Set exercise
Write out every line of the listing below exactly as it appears, and leave the pictures out of your answer.

Excerpts from bounding box data:
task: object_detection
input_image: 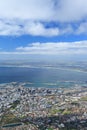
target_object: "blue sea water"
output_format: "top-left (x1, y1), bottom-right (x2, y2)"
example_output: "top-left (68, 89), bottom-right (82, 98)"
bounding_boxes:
top-left (0, 67), bottom-right (87, 87)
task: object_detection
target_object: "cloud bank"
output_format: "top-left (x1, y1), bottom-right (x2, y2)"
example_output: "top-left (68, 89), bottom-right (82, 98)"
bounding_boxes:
top-left (0, 0), bottom-right (87, 37)
top-left (0, 41), bottom-right (87, 56)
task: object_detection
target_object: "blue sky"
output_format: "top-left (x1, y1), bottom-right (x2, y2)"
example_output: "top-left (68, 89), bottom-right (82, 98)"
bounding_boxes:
top-left (0, 0), bottom-right (87, 59)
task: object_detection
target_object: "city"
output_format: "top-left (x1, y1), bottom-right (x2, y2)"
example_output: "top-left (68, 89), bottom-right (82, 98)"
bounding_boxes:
top-left (0, 82), bottom-right (87, 130)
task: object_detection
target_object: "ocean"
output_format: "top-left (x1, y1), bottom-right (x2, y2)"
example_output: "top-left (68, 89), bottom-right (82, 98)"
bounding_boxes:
top-left (0, 67), bottom-right (87, 87)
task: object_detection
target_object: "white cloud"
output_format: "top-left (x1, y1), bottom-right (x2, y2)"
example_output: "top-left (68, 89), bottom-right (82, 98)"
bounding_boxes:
top-left (76, 22), bottom-right (87, 35)
top-left (0, 0), bottom-right (87, 36)
top-left (0, 41), bottom-right (87, 56)
top-left (16, 41), bottom-right (87, 55)
top-left (0, 0), bottom-right (87, 22)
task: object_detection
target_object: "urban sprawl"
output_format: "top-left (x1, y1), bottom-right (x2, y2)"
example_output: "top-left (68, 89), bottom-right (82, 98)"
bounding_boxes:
top-left (0, 82), bottom-right (87, 130)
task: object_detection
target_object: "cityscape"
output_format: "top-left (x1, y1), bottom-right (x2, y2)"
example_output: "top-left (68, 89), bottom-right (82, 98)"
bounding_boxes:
top-left (0, 0), bottom-right (87, 130)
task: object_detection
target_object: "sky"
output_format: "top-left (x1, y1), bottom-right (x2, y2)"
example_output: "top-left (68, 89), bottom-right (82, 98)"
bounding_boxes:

Complete response
task: object_detection
input_image: 
target_object: "blue sea water"
output_format: "top-left (x1, y1), bottom-right (x2, y2)"
example_output: "top-left (68, 89), bottom-right (82, 98)"
bounding_boxes:
top-left (0, 67), bottom-right (87, 87)
task: object_detection
target_object: "cloud bank"
output_format: "top-left (x1, y1), bottom-right (x2, y2)"
example_output: "top-left (68, 89), bottom-right (82, 98)"
bounding_boxes:
top-left (0, 0), bottom-right (87, 37)
top-left (0, 41), bottom-right (87, 56)
task: object_detection
target_object: "blue sky"
output_format: "top-left (x1, y1), bottom-right (x2, y2)"
example_output: "top-left (68, 89), bottom-right (82, 98)"
bounding_boxes:
top-left (0, 0), bottom-right (87, 59)
task: object_detection
target_object: "city"
output_format: "top-left (x1, y1), bottom-right (x2, y2)"
example_output: "top-left (68, 89), bottom-right (82, 98)"
bounding_boxes:
top-left (0, 82), bottom-right (87, 130)
task: object_detection
target_object: "ocean"
output_format: "top-left (x1, y1), bottom-right (x2, y2)"
example_output: "top-left (68, 89), bottom-right (82, 98)"
bounding_boxes:
top-left (0, 67), bottom-right (87, 87)
task: object_detection
target_object: "white cloud"
output_format: "top-left (x1, y1), bottom-right (x2, y2)"
example_output: "top-left (68, 89), bottom-right (82, 98)"
bounding_boxes:
top-left (76, 22), bottom-right (87, 35)
top-left (0, 0), bottom-right (87, 36)
top-left (0, 41), bottom-right (87, 56)
top-left (16, 41), bottom-right (87, 55)
top-left (0, 0), bottom-right (87, 22)
task: object_detection
target_object: "urban sprawl"
output_format: "top-left (x1, y1), bottom-right (x2, y2)"
example_output: "top-left (68, 89), bottom-right (82, 98)"
bounding_boxes:
top-left (0, 82), bottom-right (87, 130)
task: object_detection
target_object: "cityscape"
output_format: "top-left (x1, y1), bottom-right (x2, y2)"
example_output: "top-left (68, 89), bottom-right (82, 98)"
bounding_boxes:
top-left (0, 0), bottom-right (87, 130)
task: object_detection
target_object: "sky"
output_format: "top-left (x1, y1), bottom-right (x2, y2)"
example_output: "top-left (68, 89), bottom-right (82, 98)"
bounding_boxes:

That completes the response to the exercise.